### Required action:
Print all entries below exactly, without images.

━━━ Data excerpts ━━━

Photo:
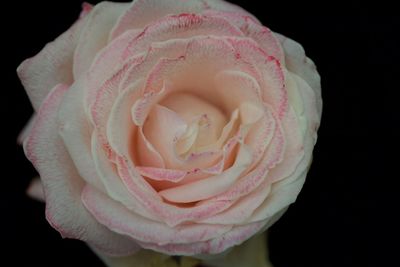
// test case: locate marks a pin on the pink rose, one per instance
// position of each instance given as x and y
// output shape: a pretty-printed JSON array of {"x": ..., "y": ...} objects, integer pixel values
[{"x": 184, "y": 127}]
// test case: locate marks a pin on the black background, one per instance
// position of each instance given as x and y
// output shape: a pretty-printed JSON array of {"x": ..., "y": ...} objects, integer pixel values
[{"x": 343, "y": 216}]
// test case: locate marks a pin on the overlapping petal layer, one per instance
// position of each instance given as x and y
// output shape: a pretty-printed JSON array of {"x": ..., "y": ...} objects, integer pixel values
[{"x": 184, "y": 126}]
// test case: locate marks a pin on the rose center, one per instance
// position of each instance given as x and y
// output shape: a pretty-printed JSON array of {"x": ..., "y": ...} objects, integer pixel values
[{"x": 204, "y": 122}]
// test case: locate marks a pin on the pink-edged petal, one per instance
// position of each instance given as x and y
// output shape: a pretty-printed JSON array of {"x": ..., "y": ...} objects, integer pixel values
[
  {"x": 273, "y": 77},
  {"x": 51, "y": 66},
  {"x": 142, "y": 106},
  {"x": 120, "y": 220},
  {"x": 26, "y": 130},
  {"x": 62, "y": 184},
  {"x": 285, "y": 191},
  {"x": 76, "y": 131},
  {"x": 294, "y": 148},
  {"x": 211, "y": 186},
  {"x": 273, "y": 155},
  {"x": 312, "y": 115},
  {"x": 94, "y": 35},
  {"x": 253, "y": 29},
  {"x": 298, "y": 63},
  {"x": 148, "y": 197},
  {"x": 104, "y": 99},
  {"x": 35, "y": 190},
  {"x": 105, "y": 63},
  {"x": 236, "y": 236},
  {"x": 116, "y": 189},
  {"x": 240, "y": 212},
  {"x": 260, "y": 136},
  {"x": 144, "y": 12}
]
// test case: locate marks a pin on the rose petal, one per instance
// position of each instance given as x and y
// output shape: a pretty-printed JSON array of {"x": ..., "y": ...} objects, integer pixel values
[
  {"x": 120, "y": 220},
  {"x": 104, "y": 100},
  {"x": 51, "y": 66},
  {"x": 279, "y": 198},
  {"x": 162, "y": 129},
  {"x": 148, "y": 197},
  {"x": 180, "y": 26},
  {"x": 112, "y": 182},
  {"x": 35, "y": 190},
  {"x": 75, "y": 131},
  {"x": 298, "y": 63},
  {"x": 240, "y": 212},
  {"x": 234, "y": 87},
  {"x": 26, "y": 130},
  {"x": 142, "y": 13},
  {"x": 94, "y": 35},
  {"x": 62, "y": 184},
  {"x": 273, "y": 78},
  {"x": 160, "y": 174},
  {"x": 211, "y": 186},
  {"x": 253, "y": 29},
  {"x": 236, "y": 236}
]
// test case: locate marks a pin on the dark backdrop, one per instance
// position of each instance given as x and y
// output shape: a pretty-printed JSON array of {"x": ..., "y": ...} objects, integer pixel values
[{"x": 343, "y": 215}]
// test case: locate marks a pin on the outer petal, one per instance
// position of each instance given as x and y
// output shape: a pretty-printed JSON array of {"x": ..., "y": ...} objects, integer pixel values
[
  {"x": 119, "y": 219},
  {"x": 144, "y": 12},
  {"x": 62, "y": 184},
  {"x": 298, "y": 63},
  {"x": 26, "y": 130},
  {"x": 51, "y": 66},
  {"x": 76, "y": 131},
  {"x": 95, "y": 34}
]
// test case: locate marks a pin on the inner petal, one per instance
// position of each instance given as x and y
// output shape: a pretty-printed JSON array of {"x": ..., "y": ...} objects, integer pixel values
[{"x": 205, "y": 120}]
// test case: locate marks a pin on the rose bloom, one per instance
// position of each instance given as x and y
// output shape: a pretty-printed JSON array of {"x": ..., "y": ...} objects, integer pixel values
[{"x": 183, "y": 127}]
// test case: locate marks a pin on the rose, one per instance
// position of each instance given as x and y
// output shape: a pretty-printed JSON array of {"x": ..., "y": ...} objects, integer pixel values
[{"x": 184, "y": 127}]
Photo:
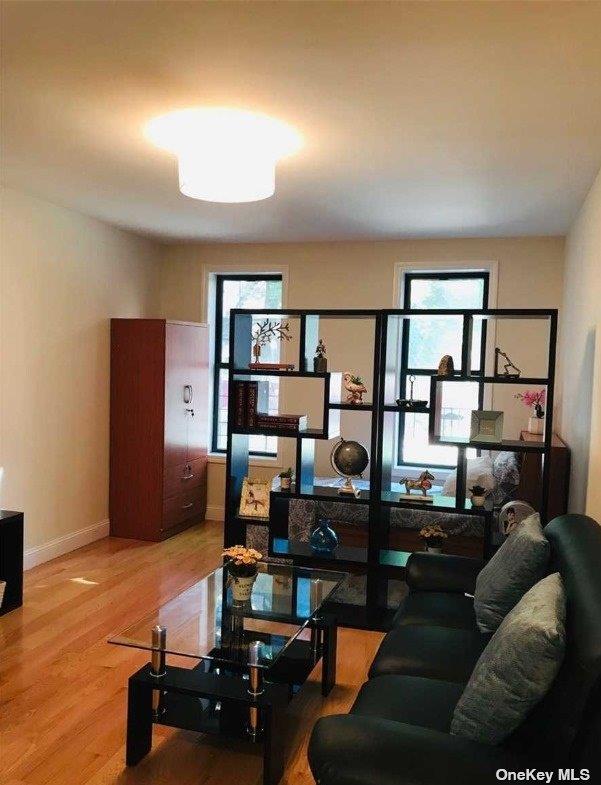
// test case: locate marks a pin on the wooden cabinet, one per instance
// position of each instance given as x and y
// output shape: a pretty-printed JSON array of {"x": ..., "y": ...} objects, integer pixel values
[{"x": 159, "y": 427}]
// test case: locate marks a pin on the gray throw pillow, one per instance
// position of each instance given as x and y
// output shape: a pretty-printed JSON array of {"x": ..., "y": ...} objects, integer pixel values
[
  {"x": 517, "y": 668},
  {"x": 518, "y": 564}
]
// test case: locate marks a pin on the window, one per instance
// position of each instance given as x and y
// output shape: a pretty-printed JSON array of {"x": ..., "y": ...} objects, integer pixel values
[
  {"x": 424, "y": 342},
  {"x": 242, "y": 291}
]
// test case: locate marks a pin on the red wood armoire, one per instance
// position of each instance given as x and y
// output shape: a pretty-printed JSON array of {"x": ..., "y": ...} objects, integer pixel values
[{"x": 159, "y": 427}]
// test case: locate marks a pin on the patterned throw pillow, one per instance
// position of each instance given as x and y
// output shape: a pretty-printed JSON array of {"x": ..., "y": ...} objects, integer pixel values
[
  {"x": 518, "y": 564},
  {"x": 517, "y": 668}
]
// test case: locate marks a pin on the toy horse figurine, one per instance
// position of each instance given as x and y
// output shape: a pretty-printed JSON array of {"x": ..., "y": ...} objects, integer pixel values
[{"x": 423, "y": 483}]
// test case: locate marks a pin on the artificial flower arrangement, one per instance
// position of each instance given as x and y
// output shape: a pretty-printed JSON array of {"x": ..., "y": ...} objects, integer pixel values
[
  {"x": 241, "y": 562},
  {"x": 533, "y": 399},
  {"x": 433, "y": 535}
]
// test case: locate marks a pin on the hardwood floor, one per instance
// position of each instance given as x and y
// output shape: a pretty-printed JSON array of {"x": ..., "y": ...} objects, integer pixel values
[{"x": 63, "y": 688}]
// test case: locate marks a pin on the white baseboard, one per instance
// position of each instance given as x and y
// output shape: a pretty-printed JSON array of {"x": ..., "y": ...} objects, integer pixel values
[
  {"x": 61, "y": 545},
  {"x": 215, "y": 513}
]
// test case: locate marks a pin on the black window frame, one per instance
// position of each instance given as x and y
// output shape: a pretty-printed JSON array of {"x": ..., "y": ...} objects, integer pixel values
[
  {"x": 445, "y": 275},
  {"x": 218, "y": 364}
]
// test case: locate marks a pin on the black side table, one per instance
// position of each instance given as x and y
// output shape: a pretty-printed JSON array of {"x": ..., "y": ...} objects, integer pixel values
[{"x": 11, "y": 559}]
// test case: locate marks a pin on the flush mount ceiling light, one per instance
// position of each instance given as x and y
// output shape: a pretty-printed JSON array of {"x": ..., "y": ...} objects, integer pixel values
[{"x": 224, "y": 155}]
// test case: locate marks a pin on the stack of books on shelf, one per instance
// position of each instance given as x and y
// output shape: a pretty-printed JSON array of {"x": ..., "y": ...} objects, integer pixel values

━━━

### Result below:
Photo:
// test case: locate marks a pin on the pink rose, one per instance
// position of each instance given as x and y
// output shape: a pretty-printed JSON array of {"x": ..., "y": ...} objects, integer pixel values
[{"x": 184, "y": 127}]
// test case: locate marks a pin on the black background, one per instance
// position of each instance given as x and y
// output shape: a pretty-printed JSON array of {"x": ..., "y": ...} objects, integer pixel values
[{"x": 343, "y": 216}]
// test case: locate marks a pin on the overlapping petal layer, one per instance
// position of each instance given as x and y
// output shape: a pretty-printed JSON array of {"x": ..., "y": ...} objects, integer pixel values
[{"x": 184, "y": 126}]
// test case: locate marks a pin on the rose center, one per instance
// position of each instance given as x and y
// output shape: a pretty-printed JSON array of {"x": ..., "y": ...} objects, integer pixel values
[{"x": 204, "y": 122}]
// test case: locate marks a pin on the pink-edged petal, one per instance
// position of each instance given as x and y
// output shape: a pretty-printed JSON array of {"x": ..., "y": ...} objects, integer pixel values
[
  {"x": 273, "y": 77},
  {"x": 51, "y": 66},
  {"x": 142, "y": 106},
  {"x": 120, "y": 220},
  {"x": 26, "y": 130},
  {"x": 62, "y": 184},
  {"x": 285, "y": 191},
  {"x": 76, "y": 131},
  {"x": 294, "y": 148},
  {"x": 211, "y": 186},
  {"x": 273, "y": 155},
  {"x": 312, "y": 115},
  {"x": 94, "y": 35},
  {"x": 253, "y": 29},
  {"x": 298, "y": 63},
  {"x": 148, "y": 197},
  {"x": 104, "y": 99},
  {"x": 35, "y": 190},
  {"x": 105, "y": 63},
  {"x": 236, "y": 236},
  {"x": 116, "y": 189},
  {"x": 240, "y": 212},
  {"x": 260, "y": 136},
  {"x": 144, "y": 12}
]
// test case: locate marks a pin on the rose petal, one per instance
// position of each instance given as x and y
// output shape: a pretty-printed JSON array of {"x": ..., "y": ...} objects, integer pixel values
[
  {"x": 120, "y": 220},
  {"x": 104, "y": 100},
  {"x": 51, "y": 66},
  {"x": 279, "y": 198},
  {"x": 162, "y": 129},
  {"x": 148, "y": 197},
  {"x": 180, "y": 26},
  {"x": 112, "y": 182},
  {"x": 35, "y": 190},
  {"x": 75, "y": 131},
  {"x": 298, "y": 63},
  {"x": 240, "y": 212},
  {"x": 234, "y": 87},
  {"x": 26, "y": 130},
  {"x": 142, "y": 13},
  {"x": 94, "y": 35},
  {"x": 62, "y": 184},
  {"x": 273, "y": 78},
  {"x": 160, "y": 174},
  {"x": 211, "y": 186},
  {"x": 253, "y": 29},
  {"x": 236, "y": 236}
]
// test case: locate marks a pin on the dark backdrop, one per instance
// position of each instance given as x and y
// output shape: a pretty-printed JSON array of {"x": ..., "y": ...} objects, integer pixel values
[{"x": 343, "y": 215}]
// test case: locate marks a pin on the outer petal, one per instance
// position of each instance given as x and y
// output shape: a pretty-printed JSON array of {"x": ..., "y": ...} objects, integer pixel values
[
  {"x": 119, "y": 219},
  {"x": 144, "y": 12},
  {"x": 62, "y": 184},
  {"x": 298, "y": 63},
  {"x": 26, "y": 130},
  {"x": 51, "y": 66},
  {"x": 76, "y": 131},
  {"x": 95, "y": 34}
]
// test case: locate marks a pin on the inner petal, one per instance
// position of each instance given as x and y
// output shape: a pretty-printed JSON array of {"x": ..., "y": ...} objects, integer pixel values
[{"x": 205, "y": 120}]
// test case: locate marks a pin on the rose bloom, one per instance
// position of each instance given as x and y
// output shape: a pretty-printed JSON array of {"x": ..., "y": ...} objects, integer pixel values
[{"x": 183, "y": 127}]
// test case: locate marks a pin on the rose, one per instance
// position of each instance given as x and y
// output shape: a pretty-printed JSON array of {"x": ..., "y": ...} objects, integer pixel values
[{"x": 184, "y": 127}]
Photo:
// test case: locate marks a pin on the wooden cabinet, one per instance
// position of each instance given as x and y
// output shape: a pretty-printed JSON array of {"x": ..., "y": ...} objects, integer pixel values
[{"x": 159, "y": 427}]
// test case: locate marks a pin on the gray throw pillow, one per instance
// position of each instance given as x and y
// output shape: a pretty-printed JSON array of {"x": ..., "y": ...} objects, integer pixel values
[
  {"x": 517, "y": 668},
  {"x": 518, "y": 564}
]
// test case: locate marks a pin on the window, one per instance
// position of each instance given as x and y
// output shape: a pretty-printed JSON array of {"x": ..., "y": ...} objects, integer pixel values
[
  {"x": 424, "y": 342},
  {"x": 242, "y": 291}
]
// test case: locate marks a pin on the red wood armoire, one per instance
// position of each instance given as x and y
// output shape: a pretty-printed JSON array of {"x": ..., "y": ...} objects, integer pixel values
[{"x": 159, "y": 427}]
// test case: locate marks a pin on the patterned throw pillow, one per instance
// position of each instance given as x and y
// output shape: a pretty-printed JSON array of {"x": ..., "y": ...} objects, integer pixel values
[
  {"x": 518, "y": 564},
  {"x": 517, "y": 668}
]
// test case: locate marks a pin on the toy horse figurine, one per instance
// position of each instance given as x and y
// output shape: a pretty-printed JSON array of {"x": ..., "y": ...} objects, integer pixel values
[{"x": 423, "y": 483}]
// test case: locate marks a pin on the artificial flower arrangement, one per instance
// position of each instance given as x and y
// output shape: a pretty-printed JSON array of {"x": ..., "y": ...} objects, integer pixel values
[
  {"x": 241, "y": 562},
  {"x": 533, "y": 399},
  {"x": 433, "y": 535}
]
// test case: locate marks a pin on the hardwood floor, one per instance
// position of each instance given as x and y
// output shape: a pretty-printed JSON array of {"x": ..., "y": ...} objects, integer pixel values
[{"x": 63, "y": 688}]
// test case: locate marks a pin on the white baseboard, one per instance
// position of each instance given as x and y
// output shape: a pretty-printed JSON array of {"x": ..., "y": ...} objects, integer pixel values
[
  {"x": 61, "y": 545},
  {"x": 215, "y": 513}
]
// test case: locate marks a pin on the black window frame, one per instance
// position of each instance given as x and y
// output shape: a pretty-printed JSON array of {"x": ..., "y": ...} objects, integer pixel values
[
  {"x": 445, "y": 275},
  {"x": 218, "y": 364}
]
// test case: locate marks a pin on the black side table, one per instance
// position of each instance given as x and y
// output shape: a pretty-printed JSON array of {"x": ..., "y": ...} objects, integer pixel values
[{"x": 11, "y": 559}]
// test case: locate marks a pin on the flush mount ceiling light, one per instance
// position of each instance given as x and y
// output shape: a pretty-printed JSON array of {"x": ..., "y": ...} objects, integer pixel values
[{"x": 224, "y": 155}]
// test case: locate marks a pin on the stack of books on shelf, one per instance
// position of each instance given as x and y
// output shape: a pretty-printed JSON array of {"x": ..., "y": ...} objects, integer pixel values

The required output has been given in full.